ACTION ITEM: Extract the full set of records, then give each one again exactly.

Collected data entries
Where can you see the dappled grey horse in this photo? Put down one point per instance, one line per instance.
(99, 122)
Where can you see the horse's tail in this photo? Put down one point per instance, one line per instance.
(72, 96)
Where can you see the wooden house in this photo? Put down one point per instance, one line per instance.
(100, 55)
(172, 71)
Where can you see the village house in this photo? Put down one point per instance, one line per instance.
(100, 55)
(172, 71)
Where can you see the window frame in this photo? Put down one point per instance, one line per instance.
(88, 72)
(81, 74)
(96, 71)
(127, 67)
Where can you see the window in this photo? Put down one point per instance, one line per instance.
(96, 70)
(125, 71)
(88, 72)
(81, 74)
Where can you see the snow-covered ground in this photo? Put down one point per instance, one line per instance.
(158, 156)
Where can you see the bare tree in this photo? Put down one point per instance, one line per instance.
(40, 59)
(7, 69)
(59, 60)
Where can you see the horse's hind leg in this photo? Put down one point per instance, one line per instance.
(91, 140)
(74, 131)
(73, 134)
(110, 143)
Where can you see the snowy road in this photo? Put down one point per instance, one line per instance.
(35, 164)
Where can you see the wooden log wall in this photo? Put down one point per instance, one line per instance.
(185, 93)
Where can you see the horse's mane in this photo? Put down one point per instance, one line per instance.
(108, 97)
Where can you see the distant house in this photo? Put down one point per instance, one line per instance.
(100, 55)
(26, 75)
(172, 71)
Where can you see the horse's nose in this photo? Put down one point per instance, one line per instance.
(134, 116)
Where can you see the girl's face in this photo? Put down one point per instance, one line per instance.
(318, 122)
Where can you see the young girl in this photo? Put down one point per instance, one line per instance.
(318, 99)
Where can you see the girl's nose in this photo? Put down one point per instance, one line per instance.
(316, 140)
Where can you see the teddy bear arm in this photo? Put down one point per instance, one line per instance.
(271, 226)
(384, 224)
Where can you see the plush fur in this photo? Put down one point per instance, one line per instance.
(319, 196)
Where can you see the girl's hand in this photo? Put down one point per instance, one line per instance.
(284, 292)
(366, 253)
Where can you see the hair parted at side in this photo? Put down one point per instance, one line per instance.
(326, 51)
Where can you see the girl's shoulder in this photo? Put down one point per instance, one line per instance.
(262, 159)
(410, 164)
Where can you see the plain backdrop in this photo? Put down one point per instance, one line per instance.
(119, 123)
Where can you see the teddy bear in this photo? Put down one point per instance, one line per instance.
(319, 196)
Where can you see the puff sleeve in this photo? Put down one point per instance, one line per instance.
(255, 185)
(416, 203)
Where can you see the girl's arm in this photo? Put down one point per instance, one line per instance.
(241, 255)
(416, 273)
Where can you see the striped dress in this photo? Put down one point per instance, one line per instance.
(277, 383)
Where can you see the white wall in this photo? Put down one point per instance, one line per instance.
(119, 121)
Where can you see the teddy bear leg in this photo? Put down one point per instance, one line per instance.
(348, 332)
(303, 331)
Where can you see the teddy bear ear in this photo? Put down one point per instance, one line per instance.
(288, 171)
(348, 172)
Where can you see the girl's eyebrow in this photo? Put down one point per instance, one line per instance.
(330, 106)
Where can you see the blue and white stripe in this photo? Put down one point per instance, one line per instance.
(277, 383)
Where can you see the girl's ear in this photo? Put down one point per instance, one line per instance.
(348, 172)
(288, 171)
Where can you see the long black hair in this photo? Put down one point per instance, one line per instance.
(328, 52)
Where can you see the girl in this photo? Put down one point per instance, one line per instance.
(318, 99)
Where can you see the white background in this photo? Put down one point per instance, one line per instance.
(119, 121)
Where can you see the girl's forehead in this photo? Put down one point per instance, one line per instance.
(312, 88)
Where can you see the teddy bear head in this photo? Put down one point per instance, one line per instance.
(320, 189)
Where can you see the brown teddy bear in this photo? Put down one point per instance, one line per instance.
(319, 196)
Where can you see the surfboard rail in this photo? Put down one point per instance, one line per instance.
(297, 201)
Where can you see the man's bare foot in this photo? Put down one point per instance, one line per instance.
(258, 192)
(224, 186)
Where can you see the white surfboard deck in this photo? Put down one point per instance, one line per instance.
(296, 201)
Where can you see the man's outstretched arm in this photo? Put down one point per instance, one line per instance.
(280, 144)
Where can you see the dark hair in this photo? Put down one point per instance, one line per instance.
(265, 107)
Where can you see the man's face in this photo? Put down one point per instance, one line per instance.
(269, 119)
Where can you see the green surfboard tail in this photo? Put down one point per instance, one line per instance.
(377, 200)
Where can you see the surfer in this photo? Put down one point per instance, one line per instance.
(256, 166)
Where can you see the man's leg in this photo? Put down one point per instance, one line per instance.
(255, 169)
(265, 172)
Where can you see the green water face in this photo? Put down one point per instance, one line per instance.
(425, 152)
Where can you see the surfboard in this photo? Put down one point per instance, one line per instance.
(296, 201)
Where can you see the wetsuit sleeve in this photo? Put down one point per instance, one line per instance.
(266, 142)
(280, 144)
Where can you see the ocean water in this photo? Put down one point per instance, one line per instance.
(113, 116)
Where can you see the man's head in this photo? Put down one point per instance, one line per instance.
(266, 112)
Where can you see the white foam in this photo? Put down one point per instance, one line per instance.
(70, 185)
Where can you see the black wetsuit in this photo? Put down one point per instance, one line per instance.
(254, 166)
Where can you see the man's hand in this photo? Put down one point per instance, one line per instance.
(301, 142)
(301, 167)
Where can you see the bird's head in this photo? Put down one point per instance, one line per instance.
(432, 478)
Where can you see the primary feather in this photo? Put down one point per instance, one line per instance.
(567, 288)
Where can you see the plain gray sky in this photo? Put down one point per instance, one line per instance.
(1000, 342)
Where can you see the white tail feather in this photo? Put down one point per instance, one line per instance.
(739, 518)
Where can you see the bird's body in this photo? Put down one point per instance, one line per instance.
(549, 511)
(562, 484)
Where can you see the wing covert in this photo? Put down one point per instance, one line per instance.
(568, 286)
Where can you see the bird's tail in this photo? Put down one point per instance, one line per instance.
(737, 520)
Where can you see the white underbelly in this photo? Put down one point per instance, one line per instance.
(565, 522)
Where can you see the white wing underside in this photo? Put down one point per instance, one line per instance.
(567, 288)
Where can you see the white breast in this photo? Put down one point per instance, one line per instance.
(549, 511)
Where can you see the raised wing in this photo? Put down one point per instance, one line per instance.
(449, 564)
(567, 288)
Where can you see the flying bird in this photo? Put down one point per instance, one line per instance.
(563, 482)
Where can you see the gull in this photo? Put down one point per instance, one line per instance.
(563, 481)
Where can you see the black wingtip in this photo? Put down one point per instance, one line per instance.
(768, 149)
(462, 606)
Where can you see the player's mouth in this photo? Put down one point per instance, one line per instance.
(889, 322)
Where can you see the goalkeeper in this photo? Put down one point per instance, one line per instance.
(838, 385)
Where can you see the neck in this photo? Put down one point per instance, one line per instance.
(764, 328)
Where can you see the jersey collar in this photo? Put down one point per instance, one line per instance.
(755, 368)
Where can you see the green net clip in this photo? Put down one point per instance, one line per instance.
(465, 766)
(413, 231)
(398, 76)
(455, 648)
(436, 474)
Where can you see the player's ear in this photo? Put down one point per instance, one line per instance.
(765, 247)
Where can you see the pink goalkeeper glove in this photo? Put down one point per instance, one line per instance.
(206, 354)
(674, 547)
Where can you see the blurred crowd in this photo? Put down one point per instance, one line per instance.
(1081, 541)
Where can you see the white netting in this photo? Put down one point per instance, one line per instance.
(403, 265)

EXPECTED ANSWER:
Where can you see the dappled grey horse in this photo? Put down one point per instance, one line per instance.
(99, 122)
Where can you see the horse's tail in this photo? Put down one point per instance, one line per instance.
(72, 96)
Where can you see the wooden house in this photo? Put down one point per instance, one line per instance.
(100, 55)
(172, 71)
Where can you see the village house in this photo? Put down one point per instance, one line per instance.
(100, 55)
(172, 71)
Where can you see the window frame in this photo? Put down one point per instance, one line per instance.
(88, 72)
(81, 74)
(96, 71)
(127, 67)
Where can you see the window in this photo? Put down one point per instance, one line per instance.
(96, 70)
(125, 71)
(88, 72)
(81, 74)
Where can you see the snow-covered ground in this photo? Put down one point per instance, one line per instance.
(158, 156)
Where can you see the bare tree in this photo? Put down one point per instance, one line per instance.
(40, 59)
(7, 69)
(59, 60)
Where can you see the horse's hind leg in this photo? Put down one point per instance, one line per instance.
(91, 140)
(74, 131)
(73, 134)
(110, 143)
Where can you see the snowy road in this photo? Put down one point per instance, one line per instance.
(35, 164)
Where can you see the wooden log wall in this photo? Put down one point per instance, one line per instance.
(185, 93)
Where can you see the horse's mane in this photo? Put down one point per instance, one line per instance.
(108, 97)
Where can you see the distant house in this photo? Put down one point per instance, one line per instance.
(100, 55)
(26, 75)
(172, 71)
Where can you see the horse's nose in this photo? Put down one point per instance, one line per instance.
(134, 116)
Where can you see the girl's face in this photo? Put down one point per instance, one line per instance.
(318, 122)
Where can you see the young girl in this photo? Put down one point per instance, one line per instance.
(318, 99)
Where can you see the girl's nose in this photo? Put down one point per instance, one line per instance.
(316, 140)
Where can you see the teddy bear arm in this photo? Put down one point per instance, one line per instance.
(271, 226)
(384, 224)
Where can you see the plush fur in this photo? Put down one point per instance, one line per instance.
(319, 196)
Where can you see the girl's hand in this photo? Put down one point per instance, one line per instance.
(284, 292)
(366, 253)
Where can you see the hair parted at side in this photo? Put down one point per instance, one line per instance.
(326, 51)
Where can you see the girl's shoulder in this photo? Put down one point per instance, one line per instance.
(262, 159)
(410, 164)
Where can you see the plain backdrop in this photo? Put down one point per instance, one line per instance.
(119, 123)
Where can you see the teddy bear in this photo? Put down one point per instance, one line per instance.
(319, 196)
Where can you see the puff sleeve in this photo? Put down one point per instance, one line per instance.
(255, 185)
(416, 203)
Where can you see the girl's arm in this photo? Put down one point per instance, one line per instance.
(241, 255)
(416, 273)
Where can you see the striped dress in this photo? Put down one point per instance, one line per instance.
(277, 383)
Where can you see the white wall in this photo? Put down one point per instance, one line per instance.
(119, 121)
Where can you see the teddy bear leg in this photo? Put down one point per instance, one line per instance.
(348, 332)
(303, 331)
Where can you see the teddy bear ear in this photo? Put down one point per instance, one line per instance.
(288, 171)
(348, 172)
Where can you see the girl's eyebrow in this photo? Put down one point per instance, one line per instance.
(330, 106)
Where can you see the blue and white stripe in this photo? Put down one point per instance, one line per instance.
(277, 383)
Where can you see the girl's ear in this photo? Put down one point per instance, one line per instance.
(348, 172)
(288, 171)
Where can you see the long black hair in this photo? Put down one point per instance, one line per instance.
(328, 52)
Where can you see the girl in this photo? Put down one point per instance, one line per instance.
(318, 99)
Where can you see the white background in this photo? Put down one point per instance, one line per instance.
(119, 121)
Where can you see the girl's forehead in this photo? Put down one point per instance, one line per instance.
(312, 88)
Where can you see the teddy bear head in this photo? Put down one point per instance, one line per instance.
(320, 189)
Where can you see the brown teddy bear in this photo? Put down one point per instance, one line per instance.
(319, 196)
Where can you see the surfboard rail in this photo? Put down one point per instance, one line per instance.
(297, 201)
Where can you see the man's bare foot in this photo? Put down one point per instance, one line per instance.
(258, 192)
(224, 186)
Where can you see the white surfboard deck in this photo? Put down one point per instance, one line per instance.
(296, 201)
Where can you see the man's outstretched arm in this photo? Put down one point per instance, one line per instance.
(280, 144)
Where can you see the dark hair in this photo? Put down one point per instance, one line per instance.
(265, 107)
Where can you see the man's face in this photo? Put down one point per instance, one line per instance.
(269, 119)
Where can you see the green surfboard tail in this photo? Put down one point per instance, one line per instance.
(377, 200)
Where can you see the surfer in this photo? Put down one point per instance, one line per instance.
(256, 166)
Where can you see the man's leg in this photo? Put down one point per instance, one line per instance.
(255, 169)
(265, 172)
Where can you see the green water face in this photo? Put down one point per instance, one line per instance.
(425, 152)
Where can you see the surfboard in this photo? Put down one point per instance, one line per instance.
(296, 201)
Where can you see the wetsuit sleeve in this photo? Put down one point per instance, one line per instance.
(266, 142)
(280, 144)
Where can you see the ocean water in this photo? Put down one point per instance, one line per instance.
(113, 116)
Where can you see the man's head in this photo? Put down one point per instance, one line per instance.
(266, 112)
Where can you see the white foam in this photo? Put down one point per instance, one line per instance.
(70, 185)
Where can you see the black wetsuit in this photo? Put down one point per instance, one line per instance.
(254, 166)
Where can you see the man's hand in this photo? Put down one point per instance, one line per instance.
(301, 142)
(301, 167)
Where can you see the bird's head in this photo? Put down one point per instance, one line per instance.
(432, 478)
Where can you see the primary feather in this photo? Put down one point per instance, one line per instance.
(567, 288)
Where can you see the plain gray sky in this photo? Put down one point per instance, one line per instance.
(1000, 342)
Where can you see the white tail feather in this photo? Put down one point per instance, one line per instance.
(739, 518)
Where can you see the bird's body in this photo? Put down one point per instance, one line per instance.
(549, 511)
(562, 484)
Where can you see the wing covert in this photo? Put down one point per instance, one line per instance.
(568, 286)
Where can you see the bird's tail in this photo? Put down one point per instance, one line per instance.
(737, 520)
Where can you see the white underbelly in this photo? Put down one point per instance, one line per instance.
(565, 522)
Where can you see the white wing underside in this photo? Put down one point per instance, one line per instance.
(567, 288)
Where can you see the white breast in this photo? Put down one point per instance, one line per instance.
(549, 511)
Where can you see the raised wing in this photo? Put down one point per instance, one line per instance.
(449, 564)
(567, 288)
Where can you see the flying bird in this photo? Put down one point per instance, one line per instance.
(563, 482)
Where can you see the gull in this photo? Put down one point per instance, one line per instance.
(563, 481)
Where can you see the black wingtip in this photo? Put down one point per instance, one line per instance.
(768, 149)
(462, 606)
Where can you see the player's mouth in this photo? Put down one point per instance, one line per instance.
(889, 322)
Where can you see the goalkeeper in this photo? Put down one point per instance, one line per instance.
(838, 385)
Where can you see the neck in this photo? Put down one point per instance, one line per instance.
(764, 328)
Where can you see the jersey collar in this photo? Put down one point per instance, one line per instance.
(755, 368)
Where can you see the green net clip in this photo? Put down one point per instance, one line per instance.
(465, 766)
(413, 231)
(398, 76)
(455, 648)
(436, 474)
Where can you see the player's ear in this photo? Put down one point per instance, one line per instance.
(765, 247)
Where can you see the pink goalkeeper glove in this photo? Put down one point per instance, one line per instance.
(206, 354)
(674, 547)
Where can you see the blurred crowd in this photo? Put down one point per instance, one line per instance.
(1081, 541)
Where can you see the white netting in this photo? Put down one point per instance, one line per instance.
(403, 265)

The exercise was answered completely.